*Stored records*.
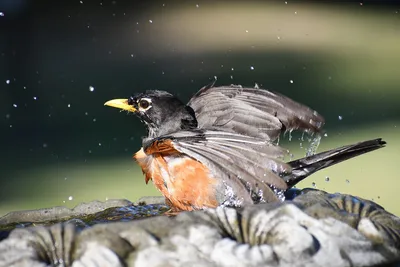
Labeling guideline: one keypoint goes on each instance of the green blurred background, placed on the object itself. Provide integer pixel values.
(61, 60)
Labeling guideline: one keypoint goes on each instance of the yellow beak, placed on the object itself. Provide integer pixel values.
(121, 104)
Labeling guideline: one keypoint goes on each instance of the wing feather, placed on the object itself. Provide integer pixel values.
(249, 165)
(252, 111)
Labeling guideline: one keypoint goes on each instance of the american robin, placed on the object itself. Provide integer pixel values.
(220, 149)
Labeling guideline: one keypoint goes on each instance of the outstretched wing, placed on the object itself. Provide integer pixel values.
(246, 167)
(252, 112)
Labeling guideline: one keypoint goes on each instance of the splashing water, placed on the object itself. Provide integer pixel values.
(314, 145)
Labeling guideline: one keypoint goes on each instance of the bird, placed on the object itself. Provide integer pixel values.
(221, 149)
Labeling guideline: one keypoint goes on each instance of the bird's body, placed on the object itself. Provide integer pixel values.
(219, 149)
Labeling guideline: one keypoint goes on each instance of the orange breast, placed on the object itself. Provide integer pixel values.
(185, 183)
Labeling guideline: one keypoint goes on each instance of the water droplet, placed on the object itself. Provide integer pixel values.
(313, 145)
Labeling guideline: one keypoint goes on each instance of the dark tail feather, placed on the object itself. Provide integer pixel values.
(307, 166)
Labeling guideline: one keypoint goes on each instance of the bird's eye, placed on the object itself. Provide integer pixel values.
(144, 104)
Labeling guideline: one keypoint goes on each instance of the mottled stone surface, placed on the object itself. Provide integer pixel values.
(314, 229)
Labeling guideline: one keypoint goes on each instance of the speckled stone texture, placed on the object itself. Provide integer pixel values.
(314, 229)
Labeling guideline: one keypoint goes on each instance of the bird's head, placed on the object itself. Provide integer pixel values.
(162, 112)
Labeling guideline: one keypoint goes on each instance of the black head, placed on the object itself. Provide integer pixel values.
(162, 112)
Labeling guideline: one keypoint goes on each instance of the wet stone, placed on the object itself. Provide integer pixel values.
(310, 228)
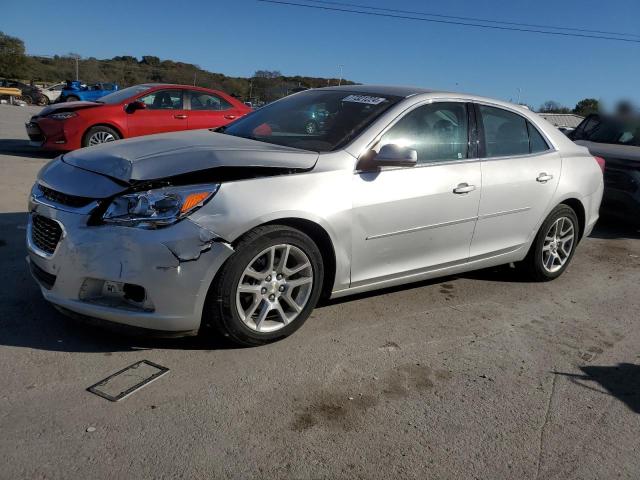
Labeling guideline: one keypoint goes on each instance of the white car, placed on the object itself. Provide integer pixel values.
(244, 227)
(53, 92)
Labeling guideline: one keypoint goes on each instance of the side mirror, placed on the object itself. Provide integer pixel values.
(133, 106)
(395, 156)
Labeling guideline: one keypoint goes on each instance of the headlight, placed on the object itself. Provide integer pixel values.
(63, 115)
(158, 207)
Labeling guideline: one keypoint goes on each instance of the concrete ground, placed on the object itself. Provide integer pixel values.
(477, 376)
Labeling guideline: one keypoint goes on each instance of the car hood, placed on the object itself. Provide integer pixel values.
(166, 155)
(66, 107)
(608, 150)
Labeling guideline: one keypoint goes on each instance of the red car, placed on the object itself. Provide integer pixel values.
(131, 112)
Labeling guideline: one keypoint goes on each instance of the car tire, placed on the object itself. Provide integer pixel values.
(553, 247)
(251, 300)
(98, 135)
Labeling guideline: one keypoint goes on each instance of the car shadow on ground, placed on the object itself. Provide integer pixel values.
(22, 148)
(29, 321)
(621, 381)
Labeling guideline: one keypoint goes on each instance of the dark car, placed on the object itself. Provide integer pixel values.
(30, 94)
(617, 140)
(139, 110)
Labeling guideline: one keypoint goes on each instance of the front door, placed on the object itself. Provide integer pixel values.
(412, 219)
(164, 112)
(520, 174)
(209, 110)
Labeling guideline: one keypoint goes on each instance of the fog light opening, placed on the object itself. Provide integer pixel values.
(133, 292)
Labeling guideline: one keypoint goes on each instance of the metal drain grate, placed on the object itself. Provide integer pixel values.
(123, 383)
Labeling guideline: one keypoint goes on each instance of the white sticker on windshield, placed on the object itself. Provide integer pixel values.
(364, 99)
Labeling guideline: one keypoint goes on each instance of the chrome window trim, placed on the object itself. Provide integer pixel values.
(32, 246)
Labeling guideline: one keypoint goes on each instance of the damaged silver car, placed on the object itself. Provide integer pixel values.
(246, 227)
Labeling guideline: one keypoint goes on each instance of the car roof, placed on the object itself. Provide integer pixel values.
(397, 91)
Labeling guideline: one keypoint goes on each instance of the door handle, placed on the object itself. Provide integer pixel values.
(544, 177)
(464, 188)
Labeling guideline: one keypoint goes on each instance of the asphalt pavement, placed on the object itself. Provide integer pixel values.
(475, 376)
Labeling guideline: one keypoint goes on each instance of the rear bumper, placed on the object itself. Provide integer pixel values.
(54, 134)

*What to do*. Full transcription without images: please go through the records and repeat them exactly.

*Answer below*.
Labeling guideline: one keypoint goes on each instance of the green blurred background, placed on the object itself. Provide integer pixel values.
(61, 60)
Labeling guideline: one keypoint goes on each instance of the yellow beak, placed on the object itself. Provide integer pixel values.
(121, 104)
Labeling guideline: one keypoint goes on each instance of the wing feather, placed on the object itself. Provide integer pixel values.
(249, 165)
(252, 111)
Labeling guideline: one keypoint goes on each instance of the american robin, placed on the object itself. Provide integer pixel values.
(220, 149)
Labeling guideline: one keypoint goes on each instance of the outstretched wing, placed on the object itself. Provide integer pixel values.
(246, 167)
(252, 112)
Labeling guideline: one keypoint goes on each instance of the splashing water, placed on the object itself. Provide integer pixel values.
(314, 145)
Labeling guideline: one keypoint goes on each instance of the bird, placed on the object itself. Provide integer pixel values.
(221, 149)
Labeling guideline: one keypoint goes on each instance of the bird's body, placed on the object itself. Provide integer pixel values.
(219, 149)
Labeling guideline: one keypoint goes on each instance of the orange breast, placed on the object itself. Provide integer pixel values.
(185, 183)
Labeling guideline: one keypoint goes on each instance of the water droplet, placed on the object itself. Provide integer pixel values.
(313, 145)
Labeling guideline: one keypoint goes on each instance of the dark tail feather, placed on the object itself. Provide integer pixel values.
(307, 166)
Labeling guideline: one keypoint goes on each instance of the bird's eye, placed on the object itself. Provide integer pixel values.
(144, 104)
Labeling guideline: one keypoint goes on each instance of the mottled stone surface, placed on the object itself. Provide integer pixel values.
(314, 229)
Labeling guideline: one keypoint goes on each instance of the speckled stone texture, placed on the object itself. Provide integer pixel values.
(314, 229)
Labeling guideline: one keypoint goes on each instance of the bird's head, placed on the object itself. Provide integer pixel values.
(162, 112)
Labeling guideline: one keypoint goes on each instance of the black head, placed on the object itself. Provide integer pixel values.
(162, 112)
Labeling guideline: one keypoint goes on each instance of the wet stone, placed on the object itself. Provide integer pixel values.
(310, 228)
Labeling guideline: one keypoint goes on each instance of the white car, placed on the object itself. Provide integer pixel values.
(244, 227)
(53, 92)
Labeling guideline: one keypoint goes on each instance of the side mirror, placed on the object itself. Provide integer pixel values.
(133, 106)
(395, 156)
Labeling guideline: one keypoint goes on each instance of the headlight, placed on the object itself. Provide integer pixel values.
(63, 115)
(158, 207)
Labeling guideline: one keypoint goes on each instance of the concrete ground, placed on the object itself. Provide integer pixel values.
(477, 376)
Labeling guideline: one keypoint goes on each instance of the car hood, placed on the object itself. Provide integer pixel values.
(166, 155)
(66, 107)
(608, 150)
Labeling guideline: one keypoint goes on each instance of the red car, placed on the object itself. Provide integer pixel values.
(131, 112)
Labeling guideline: one keypoint goes on each instance of the car tire, placed on the object itself. Provide integer pixel values.
(553, 247)
(251, 300)
(98, 135)
Labeling guideline: one keypoint goes on each instance of the car shadow on ground, placed on the object itself. Provide integer pixel values.
(22, 148)
(29, 321)
(621, 381)
Labeling guideline: one keypoint goes on each instance of the dark car, placed on the object itself. Provide integer pixel values.
(30, 94)
(617, 140)
(139, 110)
Labeling guideline: one keypoint goes on each instance of the front door, placed on the object itself. Provide integer pixel values.
(412, 219)
(164, 112)
(520, 174)
(209, 110)
Labeling guideline: one keypoint goes on each instance of the fog light opening, placed on the object itself. Provide integer pixel values.
(133, 292)
Labeling guideline: one keypoint goes on each instance of the metal drain grate, placed on the object itself. Provide integer pixel values.
(123, 383)
Labeling guideline: one keypoint goes on each instance of the white sticker on windshield, placed on the object itself. Provide integer pixel values.
(364, 99)
Labeling guideline: one keypoint goes on each instance of the chrome window trim, placed on the object itself. Provide integer pixel values.
(32, 246)
Labeling guideline: one keypoint goes on each instance of the damaged silver car, placed on the object itself. Provide integer pixel values.
(246, 227)
Labeling guideline: one keypoint goes on each instance of the car roof, placed on the object itself. Provide integer pixel values.
(397, 91)
Labeling guideline: one keypoint goes on each instance of the door handle, placed on the object itself. Provide integer pixel values.
(544, 177)
(464, 188)
Labeling guideline: one keypoint goes on each instance of the asphalt pavement, placed on the object itself. Provide integer pixel values.
(475, 376)
Labeling guideline: one keypoint goes on each instance of the rear bumper, placed on the object itself. Provide integer pixel values.
(54, 134)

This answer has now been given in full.